▶ **Directions**
Say how many lines of the material include "below". Give the number without any other text.

▶ **Data supplied**

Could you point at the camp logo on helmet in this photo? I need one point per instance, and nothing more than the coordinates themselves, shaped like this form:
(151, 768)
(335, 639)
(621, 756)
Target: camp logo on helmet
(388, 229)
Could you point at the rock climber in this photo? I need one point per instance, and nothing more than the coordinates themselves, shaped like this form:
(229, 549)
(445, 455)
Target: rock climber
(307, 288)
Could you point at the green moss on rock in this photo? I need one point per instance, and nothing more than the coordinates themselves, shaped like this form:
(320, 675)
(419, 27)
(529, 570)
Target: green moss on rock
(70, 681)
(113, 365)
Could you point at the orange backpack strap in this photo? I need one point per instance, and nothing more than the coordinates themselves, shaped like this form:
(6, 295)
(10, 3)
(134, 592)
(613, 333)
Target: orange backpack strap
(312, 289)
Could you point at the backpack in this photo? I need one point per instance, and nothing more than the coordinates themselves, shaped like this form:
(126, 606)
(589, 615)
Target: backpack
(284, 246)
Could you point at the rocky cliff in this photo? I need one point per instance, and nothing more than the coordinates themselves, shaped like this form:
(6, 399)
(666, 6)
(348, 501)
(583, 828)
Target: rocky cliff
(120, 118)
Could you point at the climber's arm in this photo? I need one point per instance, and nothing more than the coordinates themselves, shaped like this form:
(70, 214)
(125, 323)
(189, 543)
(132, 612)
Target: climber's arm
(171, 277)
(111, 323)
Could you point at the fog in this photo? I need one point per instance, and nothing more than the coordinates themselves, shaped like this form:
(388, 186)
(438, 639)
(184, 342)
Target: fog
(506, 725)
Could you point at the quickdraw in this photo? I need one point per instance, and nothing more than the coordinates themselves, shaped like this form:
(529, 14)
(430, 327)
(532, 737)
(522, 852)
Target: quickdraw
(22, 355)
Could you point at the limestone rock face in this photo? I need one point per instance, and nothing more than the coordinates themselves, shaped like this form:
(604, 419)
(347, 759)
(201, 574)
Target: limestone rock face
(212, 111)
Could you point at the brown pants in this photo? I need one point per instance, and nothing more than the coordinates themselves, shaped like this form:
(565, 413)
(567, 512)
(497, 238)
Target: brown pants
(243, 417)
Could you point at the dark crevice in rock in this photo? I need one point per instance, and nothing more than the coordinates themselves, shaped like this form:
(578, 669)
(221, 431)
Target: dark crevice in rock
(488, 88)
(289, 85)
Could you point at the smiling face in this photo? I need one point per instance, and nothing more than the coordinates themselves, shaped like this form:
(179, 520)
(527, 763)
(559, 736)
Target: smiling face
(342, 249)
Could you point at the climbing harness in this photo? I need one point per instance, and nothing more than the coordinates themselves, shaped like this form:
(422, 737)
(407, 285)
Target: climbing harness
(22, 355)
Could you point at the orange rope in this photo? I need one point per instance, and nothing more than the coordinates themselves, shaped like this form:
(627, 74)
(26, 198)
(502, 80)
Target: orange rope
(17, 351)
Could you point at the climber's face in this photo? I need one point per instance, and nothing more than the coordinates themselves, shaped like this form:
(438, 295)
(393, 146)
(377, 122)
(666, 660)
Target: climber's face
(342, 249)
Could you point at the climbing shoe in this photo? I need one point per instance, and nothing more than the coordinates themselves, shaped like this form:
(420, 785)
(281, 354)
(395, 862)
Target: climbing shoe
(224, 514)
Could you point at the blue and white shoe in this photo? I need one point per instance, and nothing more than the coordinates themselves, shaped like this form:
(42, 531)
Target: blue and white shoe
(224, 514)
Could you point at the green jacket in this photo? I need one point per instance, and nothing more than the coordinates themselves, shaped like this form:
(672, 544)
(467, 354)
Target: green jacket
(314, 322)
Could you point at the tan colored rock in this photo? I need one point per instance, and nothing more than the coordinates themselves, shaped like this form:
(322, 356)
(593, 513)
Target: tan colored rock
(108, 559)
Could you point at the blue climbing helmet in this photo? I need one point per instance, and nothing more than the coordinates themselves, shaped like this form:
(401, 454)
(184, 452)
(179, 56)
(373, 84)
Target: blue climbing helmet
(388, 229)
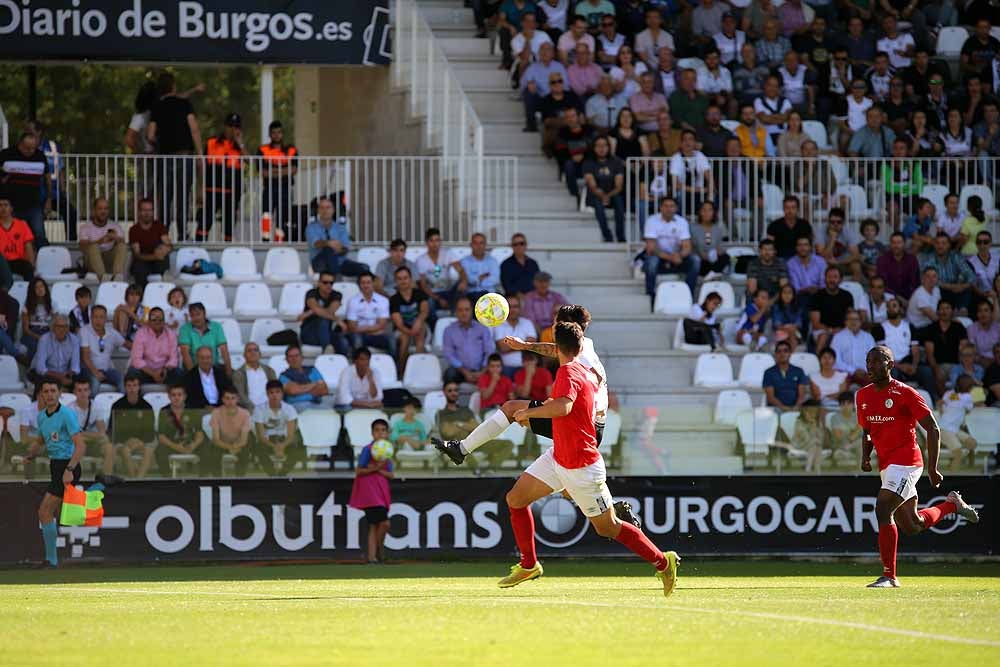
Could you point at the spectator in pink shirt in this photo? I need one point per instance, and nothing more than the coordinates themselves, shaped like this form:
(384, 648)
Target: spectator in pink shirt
(538, 304)
(154, 352)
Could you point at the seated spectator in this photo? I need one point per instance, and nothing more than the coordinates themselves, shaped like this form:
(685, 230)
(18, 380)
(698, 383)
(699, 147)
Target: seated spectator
(788, 229)
(517, 272)
(532, 382)
(131, 425)
(97, 343)
(58, 356)
(131, 314)
(435, 277)
(409, 432)
(830, 382)
(179, 431)
(766, 271)
(36, 317)
(103, 244)
(839, 245)
(204, 381)
(368, 317)
(467, 345)
(668, 249)
(329, 242)
(16, 241)
(304, 385)
(647, 104)
(785, 385)
(154, 355)
(409, 310)
(852, 344)
(231, 434)
(359, 385)
(898, 268)
(788, 316)
(150, 243)
(806, 270)
(942, 340)
(539, 304)
(251, 379)
(321, 326)
(955, 276)
(481, 269)
(494, 387)
(753, 323)
(277, 429)
(828, 309)
(385, 272)
(202, 332)
(984, 333)
(516, 326)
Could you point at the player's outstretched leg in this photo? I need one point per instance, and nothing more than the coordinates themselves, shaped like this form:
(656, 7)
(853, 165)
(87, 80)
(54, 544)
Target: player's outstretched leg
(493, 426)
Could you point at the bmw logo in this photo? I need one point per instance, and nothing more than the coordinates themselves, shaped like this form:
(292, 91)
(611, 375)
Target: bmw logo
(558, 522)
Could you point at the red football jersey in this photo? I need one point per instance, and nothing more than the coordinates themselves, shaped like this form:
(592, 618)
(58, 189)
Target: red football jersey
(574, 435)
(891, 417)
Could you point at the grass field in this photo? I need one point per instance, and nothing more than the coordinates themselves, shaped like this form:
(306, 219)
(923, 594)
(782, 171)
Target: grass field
(766, 613)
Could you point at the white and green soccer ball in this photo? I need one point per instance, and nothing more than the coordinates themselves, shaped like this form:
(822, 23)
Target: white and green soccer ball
(382, 450)
(492, 309)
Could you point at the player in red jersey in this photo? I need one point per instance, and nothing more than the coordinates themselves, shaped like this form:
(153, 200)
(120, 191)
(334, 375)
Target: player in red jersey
(574, 464)
(888, 412)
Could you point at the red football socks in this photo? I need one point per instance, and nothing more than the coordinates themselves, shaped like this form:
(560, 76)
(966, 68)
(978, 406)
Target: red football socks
(637, 542)
(888, 540)
(523, 523)
(932, 515)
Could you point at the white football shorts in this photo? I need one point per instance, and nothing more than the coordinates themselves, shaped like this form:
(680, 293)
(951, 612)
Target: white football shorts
(588, 486)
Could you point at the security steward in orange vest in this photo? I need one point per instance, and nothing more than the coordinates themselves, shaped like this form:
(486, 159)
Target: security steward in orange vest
(223, 178)
(278, 168)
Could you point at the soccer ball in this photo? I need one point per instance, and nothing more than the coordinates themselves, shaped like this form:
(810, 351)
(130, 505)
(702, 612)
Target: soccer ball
(492, 309)
(382, 450)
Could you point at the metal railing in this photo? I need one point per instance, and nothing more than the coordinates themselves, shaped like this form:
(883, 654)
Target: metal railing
(383, 197)
(748, 193)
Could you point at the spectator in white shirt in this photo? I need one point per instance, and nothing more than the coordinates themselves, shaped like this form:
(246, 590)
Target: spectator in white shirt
(368, 317)
(852, 345)
(359, 385)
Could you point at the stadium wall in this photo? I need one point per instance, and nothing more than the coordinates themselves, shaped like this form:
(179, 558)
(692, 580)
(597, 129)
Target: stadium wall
(269, 519)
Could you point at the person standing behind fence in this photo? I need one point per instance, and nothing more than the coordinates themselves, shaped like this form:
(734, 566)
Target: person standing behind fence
(173, 132)
(278, 169)
(223, 178)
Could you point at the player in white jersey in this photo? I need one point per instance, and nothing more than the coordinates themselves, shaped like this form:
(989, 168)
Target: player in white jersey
(497, 423)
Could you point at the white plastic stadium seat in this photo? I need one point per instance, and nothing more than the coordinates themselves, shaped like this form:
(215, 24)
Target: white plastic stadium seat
(213, 297)
(730, 403)
(155, 294)
(807, 361)
(752, 369)
(950, 42)
(253, 300)
(386, 368)
(330, 366)
(185, 257)
(64, 295)
(293, 298)
(423, 373)
(713, 370)
(50, 262)
(234, 335)
(110, 295)
(672, 298)
(239, 265)
(283, 265)
(372, 256)
(729, 304)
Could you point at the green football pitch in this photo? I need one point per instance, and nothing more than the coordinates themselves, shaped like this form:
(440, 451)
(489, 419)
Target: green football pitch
(609, 613)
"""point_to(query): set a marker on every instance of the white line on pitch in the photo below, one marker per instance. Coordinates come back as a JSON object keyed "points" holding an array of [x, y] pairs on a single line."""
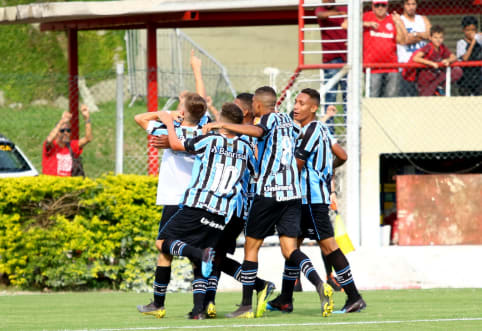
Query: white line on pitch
{"points": [[328, 324]]}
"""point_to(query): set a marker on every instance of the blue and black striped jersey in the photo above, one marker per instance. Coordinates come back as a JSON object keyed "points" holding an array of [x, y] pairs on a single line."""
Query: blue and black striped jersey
{"points": [[314, 147], [278, 173], [220, 165], [246, 197]]}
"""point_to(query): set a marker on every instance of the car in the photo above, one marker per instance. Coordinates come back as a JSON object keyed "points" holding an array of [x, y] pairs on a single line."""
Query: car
{"points": [[13, 163]]}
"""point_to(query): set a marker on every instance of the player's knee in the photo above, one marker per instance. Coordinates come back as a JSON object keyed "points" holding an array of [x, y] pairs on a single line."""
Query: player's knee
{"points": [[328, 245]]}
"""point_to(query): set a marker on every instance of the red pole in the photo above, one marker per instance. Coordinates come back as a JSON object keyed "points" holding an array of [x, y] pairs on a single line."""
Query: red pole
{"points": [[301, 34], [73, 60], [152, 156]]}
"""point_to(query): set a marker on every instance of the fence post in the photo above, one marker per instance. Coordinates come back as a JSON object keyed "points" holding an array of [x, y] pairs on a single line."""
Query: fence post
{"points": [[448, 82], [354, 103], [119, 141]]}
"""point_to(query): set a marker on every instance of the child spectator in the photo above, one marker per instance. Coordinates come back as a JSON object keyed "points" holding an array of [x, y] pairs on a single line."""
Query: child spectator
{"points": [[436, 55], [470, 49]]}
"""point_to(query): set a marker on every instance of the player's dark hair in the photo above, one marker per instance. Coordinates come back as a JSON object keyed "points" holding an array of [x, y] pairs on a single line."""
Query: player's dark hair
{"points": [[232, 113], [195, 106], [267, 95], [436, 29], [313, 94], [246, 101], [469, 20]]}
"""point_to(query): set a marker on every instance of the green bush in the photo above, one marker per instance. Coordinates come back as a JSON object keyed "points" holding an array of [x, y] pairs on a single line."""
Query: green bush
{"points": [[74, 233]]}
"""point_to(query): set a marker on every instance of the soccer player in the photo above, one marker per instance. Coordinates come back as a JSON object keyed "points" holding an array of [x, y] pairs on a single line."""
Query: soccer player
{"points": [[314, 158], [234, 228], [174, 178], [222, 160], [277, 203]]}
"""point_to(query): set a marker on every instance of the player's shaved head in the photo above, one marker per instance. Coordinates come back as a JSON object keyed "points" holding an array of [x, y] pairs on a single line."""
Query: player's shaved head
{"points": [[195, 107], [266, 96], [231, 113], [314, 95]]}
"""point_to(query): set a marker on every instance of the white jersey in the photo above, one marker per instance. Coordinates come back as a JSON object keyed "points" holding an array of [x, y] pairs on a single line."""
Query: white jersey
{"points": [[175, 171], [404, 52]]}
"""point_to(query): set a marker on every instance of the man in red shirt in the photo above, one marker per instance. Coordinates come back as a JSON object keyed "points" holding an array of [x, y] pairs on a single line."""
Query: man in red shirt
{"points": [[56, 157], [381, 33], [334, 48], [436, 55]]}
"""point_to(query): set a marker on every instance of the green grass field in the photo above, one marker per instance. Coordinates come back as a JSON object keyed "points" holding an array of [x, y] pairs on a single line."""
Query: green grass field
{"points": [[437, 309]]}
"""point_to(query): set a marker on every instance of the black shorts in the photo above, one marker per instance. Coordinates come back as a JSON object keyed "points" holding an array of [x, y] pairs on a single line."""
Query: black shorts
{"points": [[167, 212], [315, 222], [194, 226], [268, 215], [231, 232]]}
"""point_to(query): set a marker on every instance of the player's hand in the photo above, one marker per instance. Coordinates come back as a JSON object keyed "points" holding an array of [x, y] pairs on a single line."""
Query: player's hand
{"points": [[85, 111], [209, 102], [161, 142], [195, 61], [211, 126], [446, 62], [331, 111], [334, 201], [66, 116], [164, 116]]}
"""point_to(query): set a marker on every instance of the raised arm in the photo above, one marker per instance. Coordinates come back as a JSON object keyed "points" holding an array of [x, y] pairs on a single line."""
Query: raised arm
{"points": [[401, 30], [144, 118], [246, 129], [196, 69], [340, 155], [88, 127], [174, 142]]}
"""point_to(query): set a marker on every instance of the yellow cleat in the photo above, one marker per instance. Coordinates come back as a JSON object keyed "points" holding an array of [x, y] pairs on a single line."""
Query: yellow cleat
{"points": [[326, 297], [263, 297], [211, 310]]}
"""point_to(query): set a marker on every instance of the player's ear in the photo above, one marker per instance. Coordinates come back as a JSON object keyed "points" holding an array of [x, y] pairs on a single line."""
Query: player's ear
{"points": [[314, 108]]}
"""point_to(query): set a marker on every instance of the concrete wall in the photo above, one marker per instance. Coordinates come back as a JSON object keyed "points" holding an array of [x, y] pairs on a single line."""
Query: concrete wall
{"points": [[431, 124]]}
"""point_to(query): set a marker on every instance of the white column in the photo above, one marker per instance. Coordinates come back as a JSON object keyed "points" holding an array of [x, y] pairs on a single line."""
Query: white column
{"points": [[352, 195]]}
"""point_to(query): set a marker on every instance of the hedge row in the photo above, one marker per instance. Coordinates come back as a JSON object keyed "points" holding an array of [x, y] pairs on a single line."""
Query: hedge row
{"points": [[74, 233]]}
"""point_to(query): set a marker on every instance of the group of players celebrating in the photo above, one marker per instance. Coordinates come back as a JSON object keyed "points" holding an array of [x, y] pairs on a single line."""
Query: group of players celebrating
{"points": [[218, 178]]}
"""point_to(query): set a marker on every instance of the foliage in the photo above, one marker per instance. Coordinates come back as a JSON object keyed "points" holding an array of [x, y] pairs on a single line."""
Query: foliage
{"points": [[30, 57], [74, 233]]}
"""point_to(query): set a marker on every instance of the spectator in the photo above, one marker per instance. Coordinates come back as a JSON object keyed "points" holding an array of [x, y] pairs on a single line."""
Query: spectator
{"points": [[418, 33], [470, 49], [58, 147], [334, 49], [381, 33], [436, 55]]}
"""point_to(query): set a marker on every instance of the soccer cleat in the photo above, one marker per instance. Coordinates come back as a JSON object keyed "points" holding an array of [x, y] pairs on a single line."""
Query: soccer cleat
{"points": [[263, 297], [331, 280], [242, 312], [352, 307], [211, 310], [207, 262], [278, 305], [198, 316], [326, 297], [152, 309]]}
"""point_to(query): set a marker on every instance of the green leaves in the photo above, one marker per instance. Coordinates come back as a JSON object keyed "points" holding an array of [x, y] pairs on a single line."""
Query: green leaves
{"points": [[72, 233]]}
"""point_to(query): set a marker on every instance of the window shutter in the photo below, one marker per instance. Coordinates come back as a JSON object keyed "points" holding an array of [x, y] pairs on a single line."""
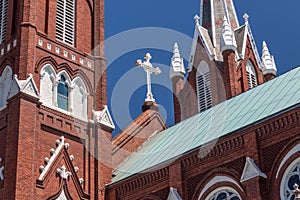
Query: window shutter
{"points": [[65, 21], [204, 92], [251, 75], [3, 19]]}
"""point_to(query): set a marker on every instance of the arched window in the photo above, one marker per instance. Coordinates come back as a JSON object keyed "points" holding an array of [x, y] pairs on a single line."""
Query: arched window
{"points": [[251, 75], [3, 19], [203, 87], [290, 177], [65, 21], [223, 193], [62, 93]]}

▶ **Your solution**
2